**Requirement A:**
Copy the part of the passage on the anti-hookworm campaign that lies between "The anti-hookworm campaign" and "private business interests.", inclusive.
**Requirement B:**
Answer from the passage on the anti-hookworm campaign:
(i) In what year did the Commission launch its anti-hookworm campaign?
(ii) How was the hookworm parasite picked up?
(iii) At what was much of the campaign's propaganda activity aimed?
**Requirement C:**
Extend the passage on the anti-hookworm campaign beyond its final sentence.

The activities of the Rockefeller Sanitary Commission were devoted to promoting a public health campaign. At the turn of the century public health organizations were weak or nonexistent in many southern areas and work time lost to illnesses like malaria and hookworm was a major factor limiting the productivity of the work force in both fields and mill towns (14). In the rural areas the most important early part of the health work was the Commission's anti-hookworm efforts. An anemia-producing, debilitating disease, hookworm was widespread throughout the South, especially in rural areas where, unlike malaria, which is carried by mosquitoes, its parasite was picked up by the bare feet of children and farm workers. The launching of an antihookworm campaign in 1909 by the Commission was based on evidence from the plantations of Puerto Rico that hookworm was directly responsible for low productivity and that a new cheap method of treatment could give rapid results and a high rate of return on the initial investment.

The anti-hookworm campaign was linked to the educational campaigns as much of its propaganda activity was aimed at the schools. The campaign was also carried on in close cooperation with local governments. The goal was for private business initiative and finance to lead to governmental funding and takeover of the program (15, p. 88). Because the program was initiated, designed, and set up by the Commission, and because future staff would be trained in the schools of public health being financed by the foundations, this effort represented a private determination of the priorities and direction of these new, ostensibly public programs. The shift from private to government financing also represented a socialization of the private costs of production and a strengthening of the interventionist role of southern government on the side of modernizing private business interests.

**Source information:**
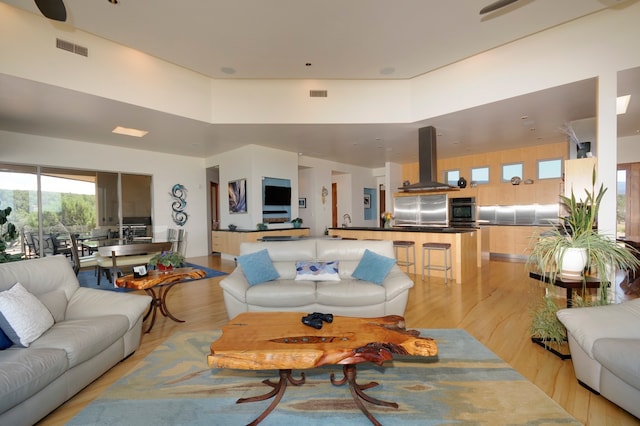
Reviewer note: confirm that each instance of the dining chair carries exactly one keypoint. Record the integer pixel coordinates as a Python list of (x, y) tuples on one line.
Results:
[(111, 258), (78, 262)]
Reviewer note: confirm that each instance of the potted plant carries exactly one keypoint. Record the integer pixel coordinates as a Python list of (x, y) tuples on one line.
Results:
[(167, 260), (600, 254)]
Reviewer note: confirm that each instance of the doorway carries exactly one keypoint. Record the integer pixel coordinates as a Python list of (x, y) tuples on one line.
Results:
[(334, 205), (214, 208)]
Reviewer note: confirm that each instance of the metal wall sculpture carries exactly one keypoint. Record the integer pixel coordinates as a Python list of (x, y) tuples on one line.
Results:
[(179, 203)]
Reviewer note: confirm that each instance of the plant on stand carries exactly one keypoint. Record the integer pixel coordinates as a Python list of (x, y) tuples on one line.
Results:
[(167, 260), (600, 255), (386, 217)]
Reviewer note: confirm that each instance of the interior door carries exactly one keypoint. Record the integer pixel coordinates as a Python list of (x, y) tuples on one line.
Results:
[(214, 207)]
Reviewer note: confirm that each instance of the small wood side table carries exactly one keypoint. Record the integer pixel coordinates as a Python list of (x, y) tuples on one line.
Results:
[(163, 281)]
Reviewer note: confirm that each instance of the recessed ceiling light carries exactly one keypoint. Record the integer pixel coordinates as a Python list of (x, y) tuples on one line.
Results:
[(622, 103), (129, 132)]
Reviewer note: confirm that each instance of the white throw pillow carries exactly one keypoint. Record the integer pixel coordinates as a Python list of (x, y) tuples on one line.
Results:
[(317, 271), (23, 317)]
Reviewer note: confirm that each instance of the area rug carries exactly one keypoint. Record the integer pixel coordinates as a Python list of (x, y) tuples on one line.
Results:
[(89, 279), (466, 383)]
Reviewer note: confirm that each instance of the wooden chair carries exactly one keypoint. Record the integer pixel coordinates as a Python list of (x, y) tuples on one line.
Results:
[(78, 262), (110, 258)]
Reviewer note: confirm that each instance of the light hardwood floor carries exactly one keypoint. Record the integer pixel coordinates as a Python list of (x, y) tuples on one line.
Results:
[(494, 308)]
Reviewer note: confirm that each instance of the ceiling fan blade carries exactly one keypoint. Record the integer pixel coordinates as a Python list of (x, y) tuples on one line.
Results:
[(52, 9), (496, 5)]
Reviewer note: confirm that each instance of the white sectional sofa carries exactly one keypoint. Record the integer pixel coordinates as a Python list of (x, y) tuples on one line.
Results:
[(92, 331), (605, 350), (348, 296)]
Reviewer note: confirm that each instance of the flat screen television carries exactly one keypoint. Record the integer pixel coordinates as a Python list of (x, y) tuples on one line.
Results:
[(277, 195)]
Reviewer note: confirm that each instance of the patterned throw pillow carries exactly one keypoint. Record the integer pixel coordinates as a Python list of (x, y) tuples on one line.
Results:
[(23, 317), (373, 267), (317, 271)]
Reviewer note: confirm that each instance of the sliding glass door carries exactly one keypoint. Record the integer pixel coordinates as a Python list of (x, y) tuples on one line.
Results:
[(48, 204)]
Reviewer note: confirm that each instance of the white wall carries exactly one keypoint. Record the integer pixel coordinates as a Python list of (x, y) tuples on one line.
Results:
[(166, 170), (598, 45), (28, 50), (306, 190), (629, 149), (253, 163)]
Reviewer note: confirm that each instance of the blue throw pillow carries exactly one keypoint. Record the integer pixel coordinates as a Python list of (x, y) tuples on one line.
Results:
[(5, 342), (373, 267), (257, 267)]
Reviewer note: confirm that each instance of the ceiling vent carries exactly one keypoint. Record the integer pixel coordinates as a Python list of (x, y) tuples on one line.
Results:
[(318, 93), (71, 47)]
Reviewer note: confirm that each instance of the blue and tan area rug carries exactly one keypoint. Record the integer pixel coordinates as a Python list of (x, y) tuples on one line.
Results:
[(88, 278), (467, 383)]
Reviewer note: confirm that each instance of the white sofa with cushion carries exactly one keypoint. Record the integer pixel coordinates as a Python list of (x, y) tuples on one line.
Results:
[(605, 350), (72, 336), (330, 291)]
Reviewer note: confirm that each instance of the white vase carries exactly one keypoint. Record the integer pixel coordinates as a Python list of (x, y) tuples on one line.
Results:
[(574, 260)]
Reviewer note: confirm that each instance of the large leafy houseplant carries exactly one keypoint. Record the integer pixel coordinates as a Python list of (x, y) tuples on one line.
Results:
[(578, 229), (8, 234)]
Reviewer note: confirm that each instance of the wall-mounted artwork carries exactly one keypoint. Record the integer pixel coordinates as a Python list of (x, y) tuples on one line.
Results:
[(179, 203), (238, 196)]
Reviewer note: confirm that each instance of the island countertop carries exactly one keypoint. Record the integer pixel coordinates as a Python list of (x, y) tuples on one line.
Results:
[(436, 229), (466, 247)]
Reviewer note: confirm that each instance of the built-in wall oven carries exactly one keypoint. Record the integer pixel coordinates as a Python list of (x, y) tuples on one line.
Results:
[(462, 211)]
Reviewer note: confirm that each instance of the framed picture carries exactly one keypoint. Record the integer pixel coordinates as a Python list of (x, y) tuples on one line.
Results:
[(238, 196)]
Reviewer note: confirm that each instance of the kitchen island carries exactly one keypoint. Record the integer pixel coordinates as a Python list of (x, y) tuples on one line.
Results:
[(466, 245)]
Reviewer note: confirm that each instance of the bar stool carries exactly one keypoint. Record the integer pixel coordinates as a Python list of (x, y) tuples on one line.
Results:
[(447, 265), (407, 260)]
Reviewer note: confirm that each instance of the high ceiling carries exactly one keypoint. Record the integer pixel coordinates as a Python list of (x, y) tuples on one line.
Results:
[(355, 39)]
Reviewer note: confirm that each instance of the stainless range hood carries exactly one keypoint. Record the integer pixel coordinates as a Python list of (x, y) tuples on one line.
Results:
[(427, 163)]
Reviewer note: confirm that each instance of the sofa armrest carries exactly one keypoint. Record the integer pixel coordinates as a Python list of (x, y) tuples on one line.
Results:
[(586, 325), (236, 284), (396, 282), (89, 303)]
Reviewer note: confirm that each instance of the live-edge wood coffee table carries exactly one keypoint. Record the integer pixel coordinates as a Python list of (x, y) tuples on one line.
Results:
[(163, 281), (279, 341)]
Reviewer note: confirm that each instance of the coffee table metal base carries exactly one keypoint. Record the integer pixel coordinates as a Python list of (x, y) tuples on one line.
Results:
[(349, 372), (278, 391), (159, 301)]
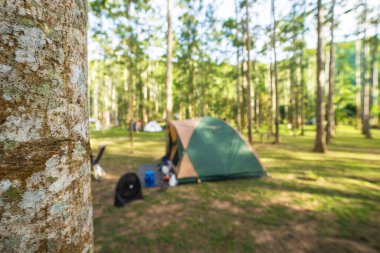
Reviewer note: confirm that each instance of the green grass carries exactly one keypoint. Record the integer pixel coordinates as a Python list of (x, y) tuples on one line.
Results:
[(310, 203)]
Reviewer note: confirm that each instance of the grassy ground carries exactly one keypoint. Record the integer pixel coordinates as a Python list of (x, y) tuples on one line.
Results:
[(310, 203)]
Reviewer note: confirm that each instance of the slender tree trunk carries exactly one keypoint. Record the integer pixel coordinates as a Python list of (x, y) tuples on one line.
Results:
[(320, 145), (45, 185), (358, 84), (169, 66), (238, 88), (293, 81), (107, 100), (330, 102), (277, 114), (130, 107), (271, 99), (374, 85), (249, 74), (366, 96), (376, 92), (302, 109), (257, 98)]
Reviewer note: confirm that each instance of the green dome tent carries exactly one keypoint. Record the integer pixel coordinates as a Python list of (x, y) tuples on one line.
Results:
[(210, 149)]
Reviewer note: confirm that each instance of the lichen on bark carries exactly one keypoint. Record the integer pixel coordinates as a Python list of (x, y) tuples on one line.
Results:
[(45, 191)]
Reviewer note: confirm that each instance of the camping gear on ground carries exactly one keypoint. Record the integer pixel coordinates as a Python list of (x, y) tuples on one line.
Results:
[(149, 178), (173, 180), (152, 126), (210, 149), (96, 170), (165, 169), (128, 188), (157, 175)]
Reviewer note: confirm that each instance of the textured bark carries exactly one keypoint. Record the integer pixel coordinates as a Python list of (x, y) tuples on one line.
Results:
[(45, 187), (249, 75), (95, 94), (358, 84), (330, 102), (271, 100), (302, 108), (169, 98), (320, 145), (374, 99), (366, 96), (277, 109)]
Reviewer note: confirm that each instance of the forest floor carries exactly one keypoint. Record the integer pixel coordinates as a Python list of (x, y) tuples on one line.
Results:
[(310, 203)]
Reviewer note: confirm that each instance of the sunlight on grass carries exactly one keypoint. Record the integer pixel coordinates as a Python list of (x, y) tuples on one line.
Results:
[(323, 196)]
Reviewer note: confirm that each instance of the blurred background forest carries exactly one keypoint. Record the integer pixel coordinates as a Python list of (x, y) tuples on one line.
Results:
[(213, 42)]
==
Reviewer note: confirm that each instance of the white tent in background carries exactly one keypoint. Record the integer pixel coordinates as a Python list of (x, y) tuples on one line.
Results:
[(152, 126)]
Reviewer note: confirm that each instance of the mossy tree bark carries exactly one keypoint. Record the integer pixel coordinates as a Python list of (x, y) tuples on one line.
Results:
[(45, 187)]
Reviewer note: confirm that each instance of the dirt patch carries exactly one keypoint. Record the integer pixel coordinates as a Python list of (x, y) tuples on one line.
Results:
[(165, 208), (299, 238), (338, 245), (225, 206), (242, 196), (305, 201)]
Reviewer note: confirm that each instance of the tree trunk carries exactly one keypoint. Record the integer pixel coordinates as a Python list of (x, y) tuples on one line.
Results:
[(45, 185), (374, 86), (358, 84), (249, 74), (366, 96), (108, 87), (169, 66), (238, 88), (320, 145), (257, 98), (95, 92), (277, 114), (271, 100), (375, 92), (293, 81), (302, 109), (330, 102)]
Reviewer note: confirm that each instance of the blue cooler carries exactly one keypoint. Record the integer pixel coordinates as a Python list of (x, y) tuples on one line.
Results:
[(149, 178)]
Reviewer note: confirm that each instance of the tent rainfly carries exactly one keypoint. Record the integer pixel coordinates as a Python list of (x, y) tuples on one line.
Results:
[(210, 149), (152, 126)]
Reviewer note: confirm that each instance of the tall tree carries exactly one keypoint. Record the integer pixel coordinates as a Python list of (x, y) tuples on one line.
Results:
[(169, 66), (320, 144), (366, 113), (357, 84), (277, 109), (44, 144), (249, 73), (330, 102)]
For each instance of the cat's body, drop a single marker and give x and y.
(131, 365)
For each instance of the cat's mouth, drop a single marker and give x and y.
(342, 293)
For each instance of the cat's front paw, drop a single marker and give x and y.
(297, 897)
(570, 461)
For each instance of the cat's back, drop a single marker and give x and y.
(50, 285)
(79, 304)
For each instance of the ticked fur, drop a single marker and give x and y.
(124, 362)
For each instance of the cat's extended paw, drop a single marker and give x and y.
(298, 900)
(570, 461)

**Response area A:**
The anti-hookworm campaign was linked to the educational campaigns as much of its propaganda activity was aimed at the schools. The campaign was also carried on in close cooperation with local governments. The goal was for private business initiative and finance to lead to governmental funding and takeover of the program (15, p. 88). Because the program was initiated, designed, and set up by the Commission, and because future staff would be trained in the schools of public health being financed by the foundations, this effort represented a private determination of the priorities and direction of these new, ostensibly public programs. The shift from private to government financing also represented a socialization of the private costs of production and a strengthening of the interventionist role of southern government on the side of modernizing private business interests.

**Response area B:**
(i) 1909
(ii) By the bare feet of children and farm workers
(iii) The schools

**Response area C:**
Another important aspect of the Commission's health work was its direct appeal for the cooperation of farm organizations --the very institutions through which much agrarian unrest was expressed. For the Rockefellers and other businessmen to gain leadership in a cause which not only helped business by increasing productivity but helped farmers by improving health was seen by the capitalist sponsors of the campaign as a significant step in breaking down the farmer antipathy toward big business which had sparked the Populist Revolt.

The hookworm campaign was followed by an anti-malaria effort in the South during and after World War 1. This effort was carried out through the complementary programs of a strengthened U.S. Public Health Service and the Rockefeller Foundation. The anti-malaria effort was aimed at maintaining the productivity of both the personnel on military bases and the civilian work force more generally. Like the hookworm campaign, this program also contributed to reshaping the character of southern state governments (16, 17).

It is interesting to note that although the campaigns were integral to broader objectives in the South, they were narrow in the way they focused only on battling the particular parasites or vectors of the disease at hand. Even though an analysis of the costs and benefits of alternative approaches to malaria eradication is beyond the scope of this article, it is important to ponder the widely observed phenomenon that the regression of malaria in the United States and Northern Europe began BEFORE there were anti-malaria programs based on knowledge of transmission. Discussions of this fact by malariologists usually suggest that the reasons lay in the general rise in the standard of living and in improved land use which eliminated mosquito breeding places (7). The methods used in the South, as well as later contemporary methods based on powerful insecticides like DDT, were not aimed as such at a general improvement in nutrition, clothing (shoes), or housing (toilets, insulation, screens). But then the aims of the supporters of public health were improved productivity and a better work force at "reasonably low" cost, not a massive redistribution of wealth from Rockefeller and other capitalists to the workers. (The aim of the Rockefeller malaria programs, according to Director Wickliffe Rose, was "the highest degree of malaria control consistent with a reasonably low per capita cost" (cited in reference 7, p. 232).)

We can see that the explanation for the decision to foster public health in the American South was not based on the existence of poverty or disease --both had been endemic for years-- but on larger sociopolitical factors which involved the needs of both the rural population and the business community and their conflicts with one another.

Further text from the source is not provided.